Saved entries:
----
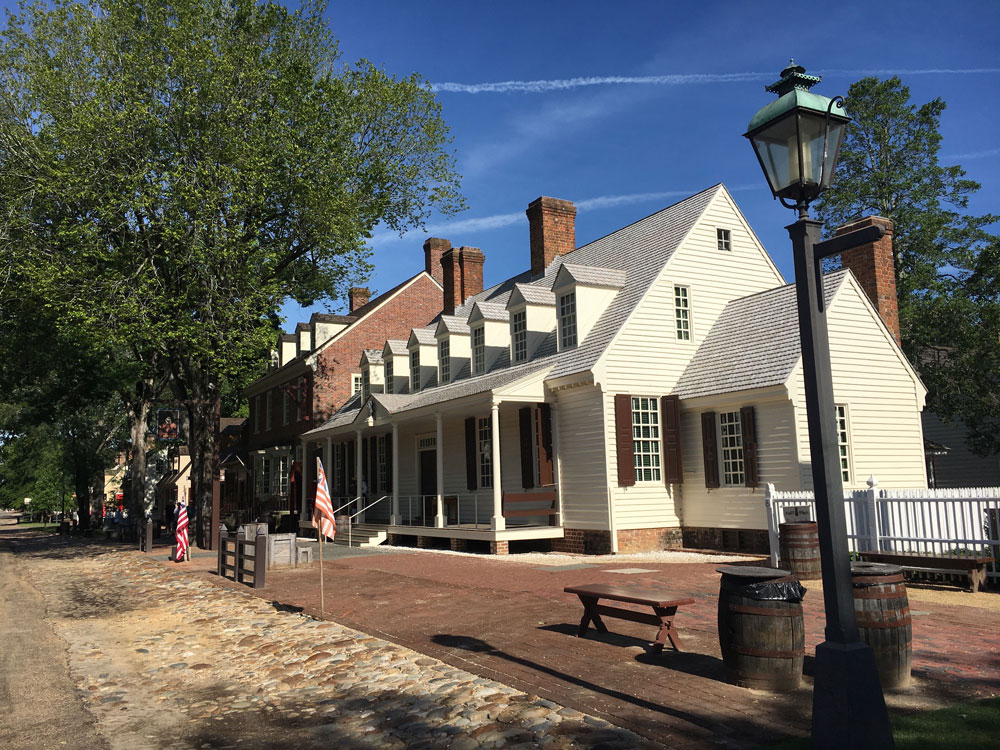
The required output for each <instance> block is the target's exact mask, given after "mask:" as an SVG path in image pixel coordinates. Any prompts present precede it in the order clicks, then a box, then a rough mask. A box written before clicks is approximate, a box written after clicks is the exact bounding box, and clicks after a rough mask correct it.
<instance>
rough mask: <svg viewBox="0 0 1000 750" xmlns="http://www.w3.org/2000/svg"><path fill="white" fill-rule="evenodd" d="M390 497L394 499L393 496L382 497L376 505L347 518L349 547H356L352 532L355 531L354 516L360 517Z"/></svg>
mask: <svg viewBox="0 0 1000 750" xmlns="http://www.w3.org/2000/svg"><path fill="white" fill-rule="evenodd" d="M390 497H392V495H382V497H380V498H379V499H378V500H376V501H375V502H374V503H370V504H369V505H366V506H365V507H364V508H362V509H361V510H359V511H358V512H357V513H355V514H354V515H351V516H348V517H347V546H348V547H353V546H354V545H353V544H352V543H351V540H352V538H353V537H352V534H351V532H352V530H353V529H354V516H360V515H361V514H362V513H364V512H365V511H366V510H368V509H369V508H374V507H375V506H376V505H378V504H379V503H380V502H382V501H383V500H388V499H389V498H390ZM356 499H360V498H356Z"/></svg>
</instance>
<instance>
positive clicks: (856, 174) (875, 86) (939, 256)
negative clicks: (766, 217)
mask: <svg viewBox="0 0 1000 750" xmlns="http://www.w3.org/2000/svg"><path fill="white" fill-rule="evenodd" d="M847 110H848V112H849V114H850V116H851V117H852V118H853V119H852V122H851V124H850V125H849V126H848V129H847V133H846V136H845V139H844V145H843V148H842V150H841V155H840V160H839V162H838V164H837V173H836V179H835V181H834V184H833V187H832V188H831V189H830V190H828V191H826V192H825V193H824V194H823V195H822V197H821V198H820V200H819V201H818V202H817V204H816V208H817V215H818V216H819V218H820V219H821V220H823V221H824V222H825V223H826V227H827V229H828V230H831V231H832V230H833V229H834V228H836V227H838V226H840V225H842V224H845V223H847V222H849V221H853V220H855V219H859V218H862V217H863V216H867V215H871V214H877V215H879V216H884V217H886V218H888V219H891V220H892V222H893V224H894V225H895V234H894V237H893V255H894V258H893V259H894V261H895V270H896V290H897V294H898V297H899V319H900V333H901V338H902V343H903V349H904V350H905V351H906V354H907V356H908V357H909V358H910V360H911V361H912V362H914V363H915V364H916V365H917V367H918V369H919V370H920V372H921V376H922V377H923V379H924V381H925V383H926V384H927V385H928V389H929V394H928V403H927V408H928V409H929V410H931V411H934V412H936V413H937V414H938V415H939V416H941V417H942V418H944V419H947V420H955V419H960V420H962V421H964V422H965V424H966V425H967V427H968V428H969V442H970V445H971V446H972V447H973V449H974V450H976V451H977V452H979V453H980V454H982V455H989V454H994V453H997V452H998V451H1000V439H998V437H997V435H996V433H997V430H996V422H997V420H998V419H1000V407H998V404H997V393H998V390H997V387H996V385H997V370H996V368H995V367H994V369H993V370H992V371H990V370H988V369H987V368H988V363H990V362H993V363H996V361H997V357H998V346H1000V343H998V342H1000V338H998V336H1000V330H998V329H997V326H996V321H997V310H998V304H1000V296H998V288H997V283H996V270H995V269H996V261H997V257H996V247H997V245H996V239H995V238H994V237H993V236H992V235H991V234H990V232H989V228H990V225H991V224H994V223H995V222H996V221H997V219H998V217H996V216H993V215H985V216H974V215H970V214H969V213H968V212H967V209H968V202H969V197H970V196H971V195H972V194H974V193H975V192H976V191H977V190H978V189H979V187H980V185H979V183H977V182H975V181H973V180H970V179H967V178H966V174H965V171H964V170H963V169H962V168H961V167H959V166H943V165H942V164H940V163H939V160H938V152H939V150H940V146H941V134H940V124H941V115H942V113H943V112H944V110H945V103H944V101H942V100H941V99H940V98H938V99H934V100H933V101H930V102H927V103H926V104H922V105H919V106H918V105H916V104H913V103H911V101H910V91H909V88H908V87H906V86H904V85H903V84H902V82H901V81H900V80H899V79H898V78H889V79H887V80H885V81H881V80H879V79H877V78H864V79H862V80H860V81H858V82H856V83H854V84H852V85H851V87H850V89H849V91H848V94H847Z"/></svg>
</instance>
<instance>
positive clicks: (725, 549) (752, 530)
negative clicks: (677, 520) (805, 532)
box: [683, 526, 770, 555]
mask: <svg viewBox="0 0 1000 750" xmlns="http://www.w3.org/2000/svg"><path fill="white" fill-rule="evenodd" d="M683 541H684V546H685V547H691V548H693V549H715V550H724V551H726V552H750V553H754V554H763V555H766V554H767V553H768V552H769V551H770V547H769V545H768V541H767V530H766V529H716V528H704V527H701V528H699V527H693V526H685V527H684V530H683Z"/></svg>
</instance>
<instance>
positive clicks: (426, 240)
mask: <svg viewBox="0 0 1000 750" xmlns="http://www.w3.org/2000/svg"><path fill="white" fill-rule="evenodd" d="M448 250H451V242H449V241H448V240H443V239H441V238H440V237H428V238H427V240H426V241H425V242H424V270H425V271H427V273H429V274H430V275H431V276H433V277H434V278H435V279H437V282H438V283H439V284H441V285H442V286H443V285H444V272H443V269H442V268H441V256H442V255H444V254H445V253H446V252H447V251H448Z"/></svg>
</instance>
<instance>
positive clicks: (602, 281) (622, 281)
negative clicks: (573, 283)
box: [552, 263, 627, 289]
mask: <svg viewBox="0 0 1000 750" xmlns="http://www.w3.org/2000/svg"><path fill="white" fill-rule="evenodd" d="M566 277H569V278H570V279H572V280H573V281H575V282H576V283H577V284H582V285H583V286H602V287H610V288H612V289H621V288H622V287H623V286H625V279H626V277H627V274H626V273H625V270H624V269H621V268H600V267H598V266H581V265H578V264H576V263H563V264H562V268H561V269H559V273H558V275H557V276H556V279H555V281H553V282H552V286H553V287H557V286H562V285H563V284H565V283H566Z"/></svg>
----
Exact copy, no pictures: write out all the records above.

The required output for each <instance> block is the target's exact mask, given after "mask:" as an SVG path in image pixel coordinates. Any prompts present precede it in the order clicks, then a box, then a rough mask. A box written before clicks is approximate, a box written after clicks is the exact bounding box, and clicks after a rough mask correct it.
<instance>
rough mask: <svg viewBox="0 0 1000 750" xmlns="http://www.w3.org/2000/svg"><path fill="white" fill-rule="evenodd" d="M390 497L394 499L393 496L382 497L376 505L347 518L349 547H356L352 532L355 531L354 516L360 517Z"/></svg>
mask: <svg viewBox="0 0 1000 750" xmlns="http://www.w3.org/2000/svg"><path fill="white" fill-rule="evenodd" d="M390 497H392V495H382V497H380V498H379V499H378V500H376V501H375V502H374V503H370V504H369V505H366V506H365V507H364V508H362V509H361V510H359V511H358V512H357V513H355V514H354V515H351V516H348V517H347V546H348V547H353V546H354V545H353V544H352V543H351V540H352V538H353V537H352V534H351V532H352V530H353V529H354V516H360V515H361V514H362V513H364V512H365V511H366V510H368V509H369V508H374V507H375V506H376V505H378V504H379V503H380V502H382V501H383V500H388V499H389V498H390ZM356 499H360V498H356Z"/></svg>
</instance>
<instance>
positive clicks: (856, 174) (875, 86) (939, 256)
negative clicks: (766, 217)
mask: <svg viewBox="0 0 1000 750" xmlns="http://www.w3.org/2000/svg"><path fill="white" fill-rule="evenodd" d="M847 110H848V112H849V114H850V116H851V117H852V118H853V119H852V122H851V124H850V125H849V126H848V129H847V133H846V136H845V139H844V145H843V148H842V150H841V155H840V160H839V162H838V164H837V173H836V179H835V181H834V184H833V187H832V188H831V189H830V190H828V191H826V192H825V193H824V194H823V195H822V197H821V198H820V200H819V201H818V202H817V204H816V208H817V215H818V216H819V218H820V219H821V220H823V221H824V222H825V223H826V227H827V229H828V230H831V231H832V230H833V229H834V228H836V227H838V226H840V225H842V224H845V223H847V222H849V221H853V220H855V219H859V218H862V217H863V216H867V215H871V214H877V215H879V216H884V217H886V218H888V219H891V220H892V222H893V224H894V225H895V234H894V237H893V255H894V258H893V259H894V261H895V270H896V290H897V294H898V297H899V319H900V333H901V338H902V343H903V349H904V350H905V351H906V354H907V356H908V357H909V358H910V360H911V361H912V362H914V363H915V364H916V365H917V367H918V369H919V370H920V372H921V376H922V377H923V379H924V381H925V383H926V384H927V385H928V389H929V394H928V403H927V408H928V409H929V410H931V411H934V412H936V413H937V414H938V415H939V416H941V417H942V418H944V419H947V420H955V419H960V420H962V421H964V422H965V424H966V425H967V427H968V428H969V442H970V445H971V446H972V447H973V449H974V450H976V451H977V452H979V453H980V454H982V455H989V454H994V453H997V452H998V451H1000V439H998V437H997V435H996V433H997V430H996V422H997V420H998V419H1000V407H998V404H997V393H998V390H997V387H996V385H997V370H996V368H995V367H994V369H993V370H992V371H990V370H988V369H987V368H988V363H990V362H993V363H996V361H997V357H998V346H1000V343H998V342H1000V338H998V336H1000V330H998V329H997V326H996V321H997V310H998V304H1000V296H998V288H997V283H996V270H995V269H996V261H997V257H996V247H997V245H996V239H995V238H994V237H993V236H992V235H991V234H990V232H989V228H990V225H991V224H994V223H995V222H996V221H997V219H998V217H996V216H993V215H985V216H974V215H970V214H969V213H968V212H967V209H968V202H969V197H970V196H971V195H972V194H974V193H975V192H976V191H977V190H978V189H979V187H980V185H979V183H977V182H975V181H973V180H970V179H967V178H966V174H965V171H964V170H963V169H962V168H961V167H959V166H943V165H942V164H940V163H939V160H938V152H939V150H940V146H941V134H940V124H941V115H942V113H943V112H944V110H945V103H944V101H942V100H941V99H940V98H938V99H934V100H933V101H930V102H927V103H926V104H922V105H919V106H918V105H916V104H913V103H911V101H910V91H909V88H908V87H906V86H904V85H903V84H902V82H901V81H900V80H899V79H898V78H889V79H887V80H885V81H881V80H879V79H877V78H864V79H862V80H860V81H858V82H856V83H854V84H852V85H851V87H850V89H849V91H848V94H847Z"/></svg>
</instance>
<instance>
positive clicks: (725, 549) (752, 530)
negative clicks: (677, 520) (805, 532)
box: [683, 526, 770, 555]
mask: <svg viewBox="0 0 1000 750" xmlns="http://www.w3.org/2000/svg"><path fill="white" fill-rule="evenodd" d="M683 541H684V546H685V547H691V548H693V549H715V550H724V551H726V552H750V553H754V554H763V555H766V554H767V553H768V552H769V551H770V547H769V545H768V541H767V530H766V529H716V528H704V527H701V528H699V527H693V526H685V527H684V530H683Z"/></svg>
</instance>
<instance>
positive clicks: (426, 240)
mask: <svg viewBox="0 0 1000 750" xmlns="http://www.w3.org/2000/svg"><path fill="white" fill-rule="evenodd" d="M448 250H451V242H449V241H448V240H443V239H441V238H440V237H428V238H427V240H426V241H425V242H424V270H425V271H427V273H429V274H430V275H431V276H433V277H434V278H435V279H437V282H438V283H439V284H441V285H442V286H443V285H444V272H443V269H442V268H441V256H442V255H444V254H445V253H446V252H447V251H448Z"/></svg>
</instance>
<instance>
positive clicks: (602, 281) (622, 281)
negative clicks: (573, 283)
box: [552, 263, 627, 289]
mask: <svg viewBox="0 0 1000 750" xmlns="http://www.w3.org/2000/svg"><path fill="white" fill-rule="evenodd" d="M566 277H569V278H570V279H572V280H573V281H575V282H576V283H577V284H582V285H583V286H602V287H610V288H612V289H621V288H622V287H623V286H625V279H626V277H627V274H626V273H625V270H624V269H621V268H600V267H598V266H581V265H578V264H576V263H563V264H562V268H561V269H559V273H558V275H557V276H556V279H555V281H553V282H552V286H553V287H557V286H562V285H563V284H565V283H566Z"/></svg>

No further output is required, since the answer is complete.